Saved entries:
= = = = =
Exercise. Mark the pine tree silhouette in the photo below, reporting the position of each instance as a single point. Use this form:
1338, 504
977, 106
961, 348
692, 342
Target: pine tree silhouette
= = = = =
**Your instructions:** Only a number should be given: the count of lines above that contain the word "tree".

**Task output:** 2